BEGIN EXTRACT PROVIDED
Club Atlético Osasuna B, usually known as Osasuna Promesas is the reserve team of CA Osasuna, a Spanish football club based in Pamplona, in the autonomous community of Navarre. Founded in 1962, currently plays in Primera Federación – Group 2, holding home matches at the Tajonar Facilities with 4,500-seat capacity.

History
Osasuna B was founded in 1962 as Osasuna Promesas, being renamed in 1991. It first reached the third division in the 1982–83 season, then again in 1987, the latter spell eventually lasting more than two decades.

From 1994 until 2000 Osasuna B was not eligible for promotion, as the main side was playing in the second level.

A change in the club structure from 2016 meant that an affiliate club, CD Iruña of the Tercera División became part of the Osasuna structure. The Iruña team had to play at least one division below Osasuna B, which soon had a consequence when the latter were relegated from their 2017–18 Segunda División B group and Iruña, who had maintained their status for 15 seasons, were administratively sent down to the Primera Autonómica de Navarra.
END EXTRACT PROVIDED
▸ **STATED EXERCISE 1**
Answer these questions from the passage on Osasuna B:
(a) In what year was the club founded?
(b) What is the seating capacity of the Tajonar Facilities?
(c) For how many seasons had Iruña maintained their status before being sent down?
BEGIN PROVIDED DATA
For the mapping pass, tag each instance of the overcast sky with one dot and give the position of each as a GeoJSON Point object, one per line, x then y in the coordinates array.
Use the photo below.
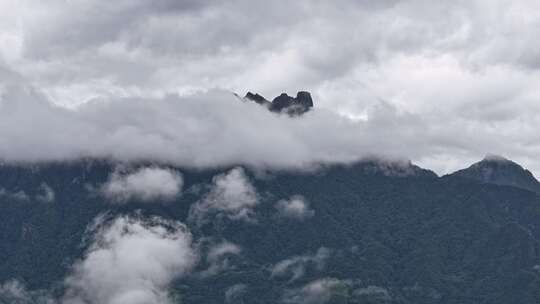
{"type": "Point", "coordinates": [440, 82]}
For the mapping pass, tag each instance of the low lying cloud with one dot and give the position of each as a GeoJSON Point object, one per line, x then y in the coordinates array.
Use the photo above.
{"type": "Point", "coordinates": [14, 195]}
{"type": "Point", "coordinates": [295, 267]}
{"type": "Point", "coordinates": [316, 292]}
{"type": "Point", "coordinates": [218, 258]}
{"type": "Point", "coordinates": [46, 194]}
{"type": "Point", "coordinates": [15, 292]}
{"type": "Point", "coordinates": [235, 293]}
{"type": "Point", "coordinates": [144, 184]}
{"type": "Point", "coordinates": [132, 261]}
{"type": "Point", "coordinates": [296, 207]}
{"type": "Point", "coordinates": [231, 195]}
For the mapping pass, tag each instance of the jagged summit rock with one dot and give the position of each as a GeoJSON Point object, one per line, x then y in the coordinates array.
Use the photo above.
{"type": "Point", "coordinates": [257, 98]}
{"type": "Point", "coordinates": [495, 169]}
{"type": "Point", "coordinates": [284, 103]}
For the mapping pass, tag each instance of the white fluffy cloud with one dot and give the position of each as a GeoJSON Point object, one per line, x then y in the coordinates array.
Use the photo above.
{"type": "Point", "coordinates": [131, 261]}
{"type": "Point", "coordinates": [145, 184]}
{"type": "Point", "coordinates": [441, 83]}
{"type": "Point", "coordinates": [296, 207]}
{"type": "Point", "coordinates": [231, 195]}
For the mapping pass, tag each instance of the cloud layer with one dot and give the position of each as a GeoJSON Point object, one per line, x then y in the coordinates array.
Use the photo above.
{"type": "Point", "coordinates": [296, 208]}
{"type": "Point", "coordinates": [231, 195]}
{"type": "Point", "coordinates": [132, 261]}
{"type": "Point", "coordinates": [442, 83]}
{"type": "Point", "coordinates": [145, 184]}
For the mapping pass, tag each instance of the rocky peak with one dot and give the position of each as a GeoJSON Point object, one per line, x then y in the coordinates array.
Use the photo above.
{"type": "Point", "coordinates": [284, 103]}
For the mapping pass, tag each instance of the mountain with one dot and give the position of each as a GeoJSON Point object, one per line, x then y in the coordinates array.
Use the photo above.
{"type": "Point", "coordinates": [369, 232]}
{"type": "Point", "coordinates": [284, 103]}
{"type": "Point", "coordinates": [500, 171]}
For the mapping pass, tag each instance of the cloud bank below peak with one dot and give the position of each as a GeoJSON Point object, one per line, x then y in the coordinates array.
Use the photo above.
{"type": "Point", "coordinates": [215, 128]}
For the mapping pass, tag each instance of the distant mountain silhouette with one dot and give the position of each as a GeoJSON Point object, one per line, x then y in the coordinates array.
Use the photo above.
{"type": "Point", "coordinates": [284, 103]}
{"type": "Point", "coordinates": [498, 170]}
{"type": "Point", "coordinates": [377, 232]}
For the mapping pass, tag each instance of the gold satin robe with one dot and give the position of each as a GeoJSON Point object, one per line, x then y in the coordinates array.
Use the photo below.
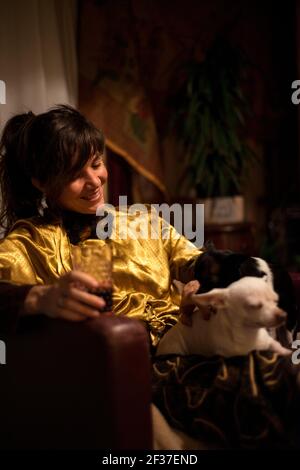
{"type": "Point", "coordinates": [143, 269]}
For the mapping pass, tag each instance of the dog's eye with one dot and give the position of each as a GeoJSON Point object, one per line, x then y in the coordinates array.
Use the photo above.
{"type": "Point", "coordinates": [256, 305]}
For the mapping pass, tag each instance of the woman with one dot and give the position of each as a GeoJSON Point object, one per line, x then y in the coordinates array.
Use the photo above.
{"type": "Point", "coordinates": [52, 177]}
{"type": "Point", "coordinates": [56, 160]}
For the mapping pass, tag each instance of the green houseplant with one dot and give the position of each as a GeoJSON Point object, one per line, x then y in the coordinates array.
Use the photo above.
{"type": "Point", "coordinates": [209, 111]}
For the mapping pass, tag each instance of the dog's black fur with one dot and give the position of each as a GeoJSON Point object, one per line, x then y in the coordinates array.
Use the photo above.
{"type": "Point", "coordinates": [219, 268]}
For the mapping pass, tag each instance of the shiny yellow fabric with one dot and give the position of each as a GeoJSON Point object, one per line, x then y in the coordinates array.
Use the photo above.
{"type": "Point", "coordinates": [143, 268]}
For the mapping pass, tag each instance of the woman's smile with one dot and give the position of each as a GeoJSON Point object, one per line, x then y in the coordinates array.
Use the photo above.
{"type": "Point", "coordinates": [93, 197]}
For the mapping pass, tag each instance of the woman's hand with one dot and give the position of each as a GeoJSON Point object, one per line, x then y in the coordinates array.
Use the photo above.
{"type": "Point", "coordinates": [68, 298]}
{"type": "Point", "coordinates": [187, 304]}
END PROVIDED DATA
▸ **STATED EXERCISE 2**
Print the lines of the records starting at the line that contains "For the mapping pass, tag each instance of the woman with" and ending at the last line of the records, with both ends included.

▸ **RESPONSE 1**
(a) 1962
(b) 4,500
(c) 15

▸ **RESPONSE 2**
For the mapping pass, tag each instance of the woman with one dot and give the position of each as a GeoJSON Point object, one per line, x then y in the coordinates array.
Use the photo above.
{"type": "Point", "coordinates": [52, 177]}
{"type": "Point", "coordinates": [56, 160]}
For the mapping pass, tag each instance of the green houseplant with one dot and give the position of each as a GeoJSON Point object, one per line, x then y in the coordinates array.
Use the photo above.
{"type": "Point", "coordinates": [209, 111]}
For the mapping pass, tag each instance of the dog's black fur with one dot and give the position of each as a GeoJSON Point object, one per line, x then y in the coordinates array.
Use the photo above.
{"type": "Point", "coordinates": [219, 268]}
For the mapping pass, tag each instance of the shiny yellow fabric with one dot and give the position of each as a GeoJSON Point object, one per line, x then y in the coordinates array.
Use the photo above.
{"type": "Point", "coordinates": [143, 268]}
For the mapping pass, tag each instance of the woman's smile with one dot and give the position of each as a GeoJSON Point object, one per line, x then y in the coordinates array.
Use the photo above.
{"type": "Point", "coordinates": [93, 197]}
For the mapping pass, tag each instance of the woman's hand with one dot and give the position of each as a GeoJSON Point object, one per line, x then y in the coordinates array.
Use the photo above.
{"type": "Point", "coordinates": [68, 298]}
{"type": "Point", "coordinates": [187, 304]}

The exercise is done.